● **Dataset entries**:
* * *

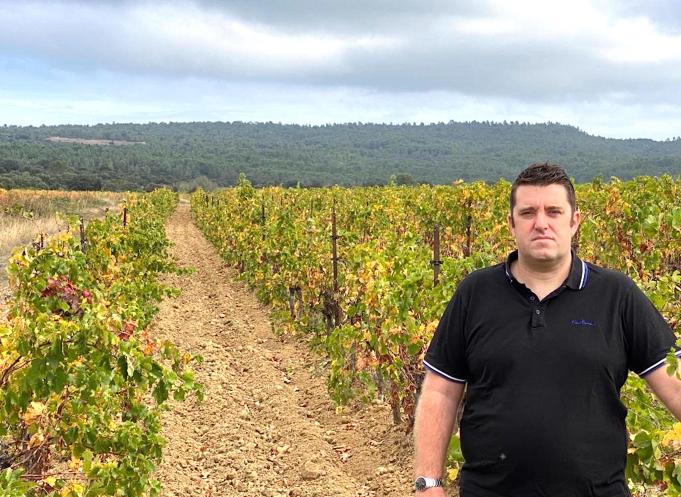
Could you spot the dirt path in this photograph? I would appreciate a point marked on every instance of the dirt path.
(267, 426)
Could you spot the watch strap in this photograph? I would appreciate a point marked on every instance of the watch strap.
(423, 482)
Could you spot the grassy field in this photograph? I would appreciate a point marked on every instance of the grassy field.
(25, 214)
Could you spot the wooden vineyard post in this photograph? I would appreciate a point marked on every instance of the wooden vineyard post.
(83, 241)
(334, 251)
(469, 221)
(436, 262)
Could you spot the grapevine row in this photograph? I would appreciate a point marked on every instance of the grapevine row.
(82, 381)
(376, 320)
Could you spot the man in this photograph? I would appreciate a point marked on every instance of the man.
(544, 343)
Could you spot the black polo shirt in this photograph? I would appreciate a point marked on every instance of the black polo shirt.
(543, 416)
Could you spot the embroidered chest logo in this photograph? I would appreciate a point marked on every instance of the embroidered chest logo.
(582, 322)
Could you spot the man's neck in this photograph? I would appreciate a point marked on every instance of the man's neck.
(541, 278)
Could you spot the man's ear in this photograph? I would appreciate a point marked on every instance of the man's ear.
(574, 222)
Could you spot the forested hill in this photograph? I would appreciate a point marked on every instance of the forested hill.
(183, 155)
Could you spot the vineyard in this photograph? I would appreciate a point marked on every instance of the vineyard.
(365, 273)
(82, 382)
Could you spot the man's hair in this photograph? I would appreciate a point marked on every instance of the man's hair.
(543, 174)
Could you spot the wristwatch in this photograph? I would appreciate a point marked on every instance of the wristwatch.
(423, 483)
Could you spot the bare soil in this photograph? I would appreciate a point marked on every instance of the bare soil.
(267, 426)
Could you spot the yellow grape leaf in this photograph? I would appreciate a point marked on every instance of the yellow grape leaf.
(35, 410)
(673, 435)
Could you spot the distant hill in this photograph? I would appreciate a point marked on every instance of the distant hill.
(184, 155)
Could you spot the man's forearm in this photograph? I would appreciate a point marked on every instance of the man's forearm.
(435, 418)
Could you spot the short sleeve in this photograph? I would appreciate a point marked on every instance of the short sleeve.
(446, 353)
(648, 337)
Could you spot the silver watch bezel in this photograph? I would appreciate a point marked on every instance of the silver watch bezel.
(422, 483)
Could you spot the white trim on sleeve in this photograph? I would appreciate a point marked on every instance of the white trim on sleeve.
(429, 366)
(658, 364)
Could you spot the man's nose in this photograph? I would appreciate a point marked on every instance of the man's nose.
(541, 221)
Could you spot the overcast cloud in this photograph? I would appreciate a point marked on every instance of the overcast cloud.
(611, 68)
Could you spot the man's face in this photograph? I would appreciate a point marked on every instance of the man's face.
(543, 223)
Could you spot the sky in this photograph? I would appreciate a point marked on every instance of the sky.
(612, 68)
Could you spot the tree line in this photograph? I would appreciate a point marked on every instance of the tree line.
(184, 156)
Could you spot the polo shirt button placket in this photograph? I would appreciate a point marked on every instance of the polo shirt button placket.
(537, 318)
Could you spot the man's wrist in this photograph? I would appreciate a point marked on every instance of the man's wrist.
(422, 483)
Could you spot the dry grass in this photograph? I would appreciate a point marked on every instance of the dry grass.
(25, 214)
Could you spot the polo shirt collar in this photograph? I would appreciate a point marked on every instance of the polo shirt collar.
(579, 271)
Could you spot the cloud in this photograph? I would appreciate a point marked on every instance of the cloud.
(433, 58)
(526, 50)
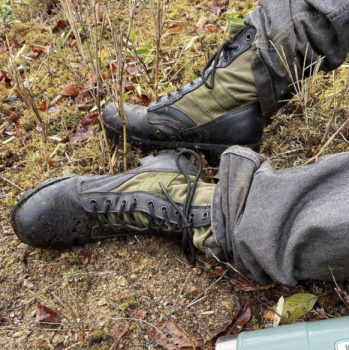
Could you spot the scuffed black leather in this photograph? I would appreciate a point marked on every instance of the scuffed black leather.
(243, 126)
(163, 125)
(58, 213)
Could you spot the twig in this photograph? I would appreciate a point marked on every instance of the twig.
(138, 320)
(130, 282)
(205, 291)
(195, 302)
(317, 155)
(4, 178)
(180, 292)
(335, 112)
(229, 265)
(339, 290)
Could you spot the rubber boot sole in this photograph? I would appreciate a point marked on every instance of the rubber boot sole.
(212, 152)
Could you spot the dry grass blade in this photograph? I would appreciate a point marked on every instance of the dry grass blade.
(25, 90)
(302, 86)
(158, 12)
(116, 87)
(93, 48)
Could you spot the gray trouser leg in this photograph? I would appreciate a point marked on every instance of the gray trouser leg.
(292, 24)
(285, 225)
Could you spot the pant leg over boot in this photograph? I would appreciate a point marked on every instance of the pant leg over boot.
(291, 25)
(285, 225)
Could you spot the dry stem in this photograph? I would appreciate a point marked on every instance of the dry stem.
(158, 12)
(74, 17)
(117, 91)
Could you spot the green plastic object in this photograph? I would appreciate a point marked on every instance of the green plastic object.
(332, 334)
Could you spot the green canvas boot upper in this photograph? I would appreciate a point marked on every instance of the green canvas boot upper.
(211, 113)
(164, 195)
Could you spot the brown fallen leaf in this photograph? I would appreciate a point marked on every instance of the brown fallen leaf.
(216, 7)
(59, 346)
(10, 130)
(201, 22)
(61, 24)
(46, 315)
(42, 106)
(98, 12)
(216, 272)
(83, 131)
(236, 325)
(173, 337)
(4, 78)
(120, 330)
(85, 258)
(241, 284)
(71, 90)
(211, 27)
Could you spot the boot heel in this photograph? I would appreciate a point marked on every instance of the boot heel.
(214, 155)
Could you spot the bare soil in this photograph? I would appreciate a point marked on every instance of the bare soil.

* * *

● **Task to complete**:
Copy out every line of the data exactly, leaving the images behind.

● **Your solution**:
Could you spot the dirt path in this photograph? I would appreciate a point marked on every instance of the dirt path.
(267, 426)
Could you spot the watch strap in this photograph? I would appreciate a point marked on every instance of the watch strap.
(423, 482)
Could you spot the grassy field in this photograph? I would appreciate a point marked on every instance of the grassy field.
(25, 214)
Could you spot the wooden vineyard post in this photograph? I would appreciate a point marked on every instance of the wooden vineyard post.
(83, 241)
(334, 251)
(469, 221)
(436, 262)
Could you spot the grapevine row in this photograph? I would appreciate a point marked on every instance of the grapevine row.
(82, 381)
(376, 320)
Could you spot the man in this photograph? I would appreciate a point marked on every instance of the man.
(544, 343)
Could you spot the black polo shirt in this photograph? I would appreciate a point marked on every instance of the black polo shirt.
(543, 416)
Could you spot the embroidered chest logo in this photograph? I would appreciate a point marked on every instance of the embroidered chest logo.
(582, 322)
Could you spot the man's neck in this photograph? I would appreciate a point marked on every instance of the man's neck.
(541, 278)
Could you spot the man's ear in this photograph? I would appreciate a point marked on every instance of the man's ear.
(574, 222)
Could you spot the forested hill in this photograph? I would appreciate a point marked on every instance of the forested hill.
(183, 155)
Could you spot the vineyard in this photograph? I would appreciate a point marked on every instance of the vineyard.
(365, 273)
(82, 382)
Could you spot the man's hair in this photograph? I would appreciate a point marked on every instance of the man's hair.
(543, 174)
Could you spot the wristwatch in this photograph? I would appreciate a point marked on every instance of the wristwatch.
(423, 483)
Could you spot the bare soil in this photograph? I would appreciate a point marked on every instance of the bare soil.
(267, 426)
Could you spot the yellow grape leaf in this photograph? I would appreciate a point marked on every instance of the yellow grape leaf.
(35, 410)
(673, 435)
Could you spot the distant hill in this photograph? I would appreciate a point marked on every instance of the distant hill.
(184, 155)
Could you spot the man's forearm in this photograph? I would appreciate a point marked on every instance of the man's forearm.
(435, 418)
Could you spot the short sleeve in this photograph? I would appreciate a point marked on every instance of the short sleeve.
(446, 353)
(648, 337)
Could you spot the silver watch bezel in this photograph? I would appreciate a point marked on every instance of the silver watch bezel.
(422, 483)
Could you spot the white trim on sleeve in this photograph? I would appreciate a point marked on every instance of the white trim on sleeve.
(429, 366)
(658, 364)
Could you spot the man's nose in this photograph? I would appreciate a point marked on every instance of the man's nose.
(541, 221)
Could you spot the overcast cloud in this photograph? I would appreciate a point marked on every instance of the overcast cloud.
(611, 68)
Could you spot the man's face in this photograph? I would appreciate a point marked on every instance of the man's face.
(543, 223)
Could you spot the sky in this photograph? I would appreciate a point marked on every instance of the sky.
(612, 68)
Could you spot the tree line in this photograph? I would appreciate a point marked on every instance of the tree line.
(184, 156)
Could you spot the polo shirt button placket in this photograph? I would appreciate a point marked on every instance of the polo shirt button placket.
(537, 318)
Could you spot the man's wrist in this photograph? I would appreciate a point marked on every instance of the man's wrist.
(422, 483)
Could you spot the dry grass in this photograph? I would appreciate a point marked on every instance of the dry grass.
(25, 214)
Could you spot the polo shirt collar in this photograph? I would appreciate a point marked on every instance of the polo shirt collar.
(579, 271)
Could you spot the cloud in this photograph? I would appreciate a point marked on every instance of the cloud.
(433, 58)
(526, 50)
Could you spot the scuffed black leather in this photograph? I would appreciate a point marked on every instance of the scuffed black leather.
(243, 126)
(163, 125)
(58, 213)
Could you spot the twig in this photograph? I would appreciate a point marked on every instance of the twig.
(138, 320)
(130, 282)
(205, 291)
(195, 302)
(317, 155)
(4, 178)
(180, 292)
(335, 112)
(229, 265)
(339, 290)
Could you spot the rubber boot sole in this photograph? I would appreciate a point marked on every instance of the rubber boot sole.
(212, 152)
Could you spot the dry grass blade in this photograph? I would appreciate a point marked on every instance of the dry grass blade.
(25, 90)
(302, 86)
(158, 12)
(116, 87)
(93, 48)
Could you spot the gray trouser leg in this photograph? I would appreciate a point marked on every instance of the gray trouser leg.
(292, 24)
(285, 225)
Could you spot the pant leg over boot in this photograph? I would appreciate a point marked on every instance of the pant leg over boot.
(291, 25)
(285, 225)
Could you spot the dry stem in this photograph? I would appreciate a point marked on every instance of the dry stem.
(158, 12)
(74, 17)
(117, 91)
Could you spot the green plastic object in this photograph? I would appreciate a point marked on every instance of the green plastic object.
(332, 334)
Could you spot the green canvas boot upper in this photograph? I would appreciate a point marked on every instance of the green canvas boot upper.
(211, 113)
(164, 195)
Could you spot the brown fallen leaf in this photograph? I would appreciate a point marked on every instance of the brown fallen leaf.
(216, 7)
(59, 346)
(10, 130)
(201, 22)
(61, 24)
(46, 315)
(42, 106)
(98, 12)
(216, 272)
(83, 131)
(236, 325)
(173, 337)
(4, 78)
(120, 330)
(85, 258)
(241, 284)
(71, 90)
(211, 27)
Could you spot the boot heel in this photograph? I would appreciate a point marked on every instance of the boot heel.
(214, 155)
Could you spot the bare soil in this photograph? I would appreciate a point marked on every instance of the bare soil.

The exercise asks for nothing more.